Кириллов — детски прекрасная, благородная душа, ясно и чисто звучащая на всё светлое в жизни. Но его, как и всех других, «съела идея». Человек обязан заявить своеволие, всё на свете — «всё равно», и «всё хорошо». «Кто с голоду умрет, кто обидит и обесчестит девочку, — хорошо. И кто размозжит голову за ребенка, и то хорошо, и кто не размозжит, и то хорошо. Всё хорошо».

И Кириллов заставлял себя спокойно смотреть на всякую гнусность, пишет под диктовку Верховенского предсмертное письмо, в котором берет на себя подлое убийство Шатова. В восторге вопит:

«Кому объявляю? Всему миру? Браво! И чтобы не надо раскаяния. Не хочу, чтобы раскаиваться!»

Можно ли больше коверкать, ломать свою душу, чем делают эти люди, и все, им подобные! Ведь здесь такой надрыв, такой надрыв, что страшнее становится за человека, чем от самого зверского злодейства!

Происходит что-то совершенно непостижимое. Человек стоит перед «чертою». Кто-то запретил ему переступать черту. Человек свергнул того, кто запрещает, и стер черту. Казалось бы, перед человеком свободно открылся мир во всем разнообразии его возможностей. Человек может идти, куда хочет. Но не так для героев Достоевского. Переступили черту — и стоят. Им за чертою-то, может быть, делать нечего. Однако они стоят, смотрят назад и не отрывают глаз от линии бывшей черты.

Дьявол толкнул их на «самостоятельное хотение», на желание переступить черту. Но свободное хотение это они спешат немедленно превратить в «идею», более того — в своеобразный долг. И начинается какое-то неслыханное, противоестественное, бесцельное подвижничество — подвижничество во имя дьявола. Сознательно закрываются глаза на живую жизнь вокруг, истязается и кастрируется душа. Огонь самых пламенных стремлений, трепет глубочайших дум, нечеловеческое напряжение воли — все самоотверженно несут эти подвижники на свою «черту». Весь мир, вся жизнь для них — в этой узенькой черте.

Подвижничество всегда нравственно красиво. Вот почему таким глубоким благородством дышат и эти дьяволовы подвижники. Но зло, как цель, совершенно несовместимо с подвижничеством. Вот почему подвижники эти так вопиюще неестественны и фантастичны. В жизни они совершенно невероятны, в действительности никогда не было и не могло быть ни Раскольникова, ни Кириллова, ни Ивана Карамазова. Был только один-единственный такой подвижник — сам Достоевский, и то он мог быть им только потому, что подвижничество свое проделывал в духе, а не в жизни.

Задание
Перепишите отрывок из текста о героях Достоевского, начиная со слов «Происходит что-то совершенно» и заканчивая словами «линии бывшей черты.». Слово «непостижимое» замените на «необъяснимое».

Исходные данные
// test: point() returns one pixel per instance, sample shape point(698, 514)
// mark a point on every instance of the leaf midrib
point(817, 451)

==

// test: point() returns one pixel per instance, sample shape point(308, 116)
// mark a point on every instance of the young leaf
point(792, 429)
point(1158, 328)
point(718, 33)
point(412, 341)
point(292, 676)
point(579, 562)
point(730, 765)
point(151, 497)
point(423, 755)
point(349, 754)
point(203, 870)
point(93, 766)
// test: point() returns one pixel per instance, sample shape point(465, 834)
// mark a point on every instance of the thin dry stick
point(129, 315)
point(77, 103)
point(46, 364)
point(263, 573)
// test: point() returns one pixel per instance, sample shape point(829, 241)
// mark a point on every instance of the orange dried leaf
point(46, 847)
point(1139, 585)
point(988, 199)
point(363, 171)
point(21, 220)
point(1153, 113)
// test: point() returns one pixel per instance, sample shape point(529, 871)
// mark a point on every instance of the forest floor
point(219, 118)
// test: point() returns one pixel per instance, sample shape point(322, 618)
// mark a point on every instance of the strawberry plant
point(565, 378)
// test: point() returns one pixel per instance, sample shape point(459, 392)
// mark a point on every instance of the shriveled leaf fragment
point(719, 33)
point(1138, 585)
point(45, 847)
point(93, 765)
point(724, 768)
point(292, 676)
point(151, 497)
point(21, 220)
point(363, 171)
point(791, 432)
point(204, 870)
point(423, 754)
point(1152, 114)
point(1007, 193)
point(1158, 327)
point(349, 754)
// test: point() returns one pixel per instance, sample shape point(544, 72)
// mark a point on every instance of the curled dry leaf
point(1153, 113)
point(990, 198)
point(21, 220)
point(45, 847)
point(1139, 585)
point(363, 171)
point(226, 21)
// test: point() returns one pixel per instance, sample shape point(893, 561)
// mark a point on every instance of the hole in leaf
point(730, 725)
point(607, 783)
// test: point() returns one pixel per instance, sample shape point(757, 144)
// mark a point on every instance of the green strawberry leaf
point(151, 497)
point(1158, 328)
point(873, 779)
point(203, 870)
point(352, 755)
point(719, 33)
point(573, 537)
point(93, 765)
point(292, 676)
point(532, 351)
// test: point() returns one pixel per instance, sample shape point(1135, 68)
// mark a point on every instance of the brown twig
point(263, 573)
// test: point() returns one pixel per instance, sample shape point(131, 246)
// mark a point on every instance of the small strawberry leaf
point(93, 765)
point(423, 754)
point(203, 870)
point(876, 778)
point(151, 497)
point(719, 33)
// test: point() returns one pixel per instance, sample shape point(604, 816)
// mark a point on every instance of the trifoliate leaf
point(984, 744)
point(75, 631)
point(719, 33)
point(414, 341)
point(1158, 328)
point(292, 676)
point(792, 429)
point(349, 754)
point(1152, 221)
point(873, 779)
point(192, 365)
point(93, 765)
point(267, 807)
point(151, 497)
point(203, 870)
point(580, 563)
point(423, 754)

---

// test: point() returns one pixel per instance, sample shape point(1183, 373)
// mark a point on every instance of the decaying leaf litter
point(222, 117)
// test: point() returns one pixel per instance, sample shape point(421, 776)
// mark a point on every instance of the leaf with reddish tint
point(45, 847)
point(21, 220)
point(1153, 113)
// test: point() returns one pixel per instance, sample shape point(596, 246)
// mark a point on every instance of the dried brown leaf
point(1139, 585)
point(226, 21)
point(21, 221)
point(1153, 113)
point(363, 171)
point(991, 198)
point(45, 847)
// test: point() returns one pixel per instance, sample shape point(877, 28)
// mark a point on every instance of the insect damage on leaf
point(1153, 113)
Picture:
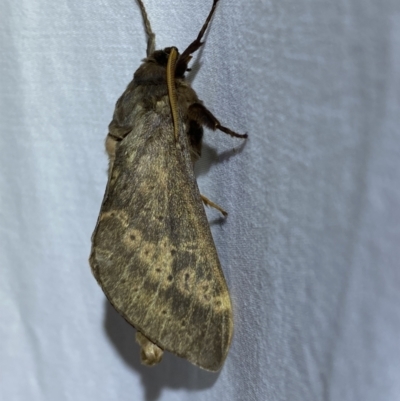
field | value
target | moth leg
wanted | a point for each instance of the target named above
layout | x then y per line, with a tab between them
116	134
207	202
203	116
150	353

Решение
Происходит что-то совершенно необъяснимое. Человек стоит перед «чертою». Кто-то запретил ему переступать черту. Человек свергнул того, кто запрещает, и стер черту. Казалось бы, перед человеком свободно открылся мир во всем разнообразии его возможностей. Человек может идти, куда хочет. Но не так для героев Достоевского. Переступили черту — и стоят. Им за чертою-то, может быть, делать нечего. Однако они стоят, смотрят назад и не отрывают глаз от линии бывшей черты.